--- Start Document section ---

ESSAY- '130 valuable Negroes': Learning from a Monticello auction


Like Jefferson himself, his relatives didn't always keep families intact.
COURTESY MONTICELLO

This Fourth of July will find me at my job, guiding visitors through Monticello, Thomas Jefferson's mountaintop home in Charlottesville. As always, Monticello will put on a splendid show for America's birthday party, with patriotic bunting adorning its columned porticos, souvenir American flags fluttering in the summer breeze, and lively band music rousing the spirit.

And this year, as on every Fourth of July since 1963, a thousand or more visitors will gather on Monticello's manicured West Lawn, amid glorious summer blossoms– purple snapdragon and Canterbury bells, bright yellow larkspur, and scores more that Jefferson himself would have grown– to witness dozens of immigrants sworn in as naturalized American citizens.

July Fourth at Monticello is indeed a day for pomp and celebration. But for me, it's also a day for sober reflection. For as this year's honored guests are called one by one to the mansion's West Portico to be welcomed into a future bright with America's promise, I'll be reminded of a starkly different event 181 years ago at that same portico.

Thomas Jefferson died deeply in debt, forcing his family to sell his personal property. Thus on a frigid January day in 1827, six months after his death, crowds of people flocked to the mountaintop from near and far, drawn by the prospect of purchasing something that had belonged to America's third president and author of the Declaration of Independence.

On the auction block that day, and highlighted in large boldface on the bill of sale published in the local newspaper: 130 VALUABLE NEGROES, Thomas Jefferson's slaves.

This Fourth of July, I'll talk to my visitors about the Declaration of Independence: how Jefferson wrote it in just 17 days, for example, and feared that all 56 signers would be hanged by the British if their audacious revolution failed.

In Jefferson's bedroom, I'll recount the story of his death on the Fourth of July, 1826, and the death of America's second president, John Adams, just four hours later in Quincy, Massachusetts. People find the coincidence astonishing. Two dear friends– both Founding Fathers, both signers of the Declaration of Independence, both former presidents– dying hours apart on America's 50th birthday.

One day, after listening to the story, a young boy on my tour cleared his throat and asked, "Do you think the Declaration of Independence is, like, a curse?" I waited for the laughter of the other visitors to subside, then assured him that the Declaration is not a curse.

--- End Document section ---
--- Start Entries supplied ---

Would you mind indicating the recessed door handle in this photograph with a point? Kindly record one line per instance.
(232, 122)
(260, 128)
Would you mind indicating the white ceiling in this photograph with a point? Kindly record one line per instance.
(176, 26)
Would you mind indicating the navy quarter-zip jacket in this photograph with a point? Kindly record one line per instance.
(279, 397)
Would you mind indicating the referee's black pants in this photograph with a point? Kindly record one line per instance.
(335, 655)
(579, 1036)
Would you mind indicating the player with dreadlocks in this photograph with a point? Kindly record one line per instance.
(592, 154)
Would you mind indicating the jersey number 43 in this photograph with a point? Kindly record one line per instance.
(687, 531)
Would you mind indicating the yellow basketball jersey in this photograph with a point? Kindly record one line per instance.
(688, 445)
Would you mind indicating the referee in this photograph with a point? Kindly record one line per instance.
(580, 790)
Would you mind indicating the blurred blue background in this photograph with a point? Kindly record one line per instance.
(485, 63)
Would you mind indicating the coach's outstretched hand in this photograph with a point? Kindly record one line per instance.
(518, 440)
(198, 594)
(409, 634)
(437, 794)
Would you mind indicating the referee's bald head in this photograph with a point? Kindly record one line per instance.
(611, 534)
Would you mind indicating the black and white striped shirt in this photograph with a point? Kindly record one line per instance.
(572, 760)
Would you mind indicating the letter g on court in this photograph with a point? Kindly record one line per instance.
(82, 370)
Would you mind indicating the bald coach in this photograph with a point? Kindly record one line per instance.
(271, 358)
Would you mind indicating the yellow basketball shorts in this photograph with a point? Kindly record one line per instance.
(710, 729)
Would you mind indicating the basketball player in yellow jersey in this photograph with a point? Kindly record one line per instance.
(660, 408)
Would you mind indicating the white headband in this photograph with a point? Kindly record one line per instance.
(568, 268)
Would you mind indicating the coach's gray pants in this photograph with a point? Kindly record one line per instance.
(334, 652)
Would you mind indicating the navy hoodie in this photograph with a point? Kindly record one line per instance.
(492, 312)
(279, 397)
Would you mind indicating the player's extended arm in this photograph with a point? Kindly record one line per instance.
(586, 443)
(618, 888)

--- End Entries supplied ---

### Exercises
1. From the Monticello essay, set down the passage starting at "COURTESY MONTICELLO" and ending at "naturalized American citizens.".
2. According to the Monticello essay, how many days did Jefferson take to write the Declaration of Independence?
3. Please condense the paragraph of the Monticello essay that begins "Thomas Jefferson died deeply in debt" while keeping its main facts.

### Outputs by task
1.
COURTESY MONTICELLO

This Fourth of July will find me at my job, guiding visitors through Monticello, Thomas Jefferson's mountaintop home in Charlottesville. As always, Monticello will put on a splendid show for America's birthday party, with patriotic bunting adorning its columned porticos, souvenir American flags fluttering in the summer breeze, and lively band music rousing the spirit.

And this year, as on every Fourth of July since 1963, a thousand or more visitors will gather on Monticello's manicured West Lawn, amid glorious summer blossoms– purple snapdragon and Canterbury bells, bright yellow larkspur, and scores more that Jefferson himself would have grown– to witness dozens of immigrants sworn in as naturalized American citizens.

2. 17 days.

3. Jefferson's heavy debts forced his family to sell his personal property. In January 1827, six months after his death, crowds came to the mountaintop hoping to buy something that had belonged to the third president and author of the Declaration of Independence.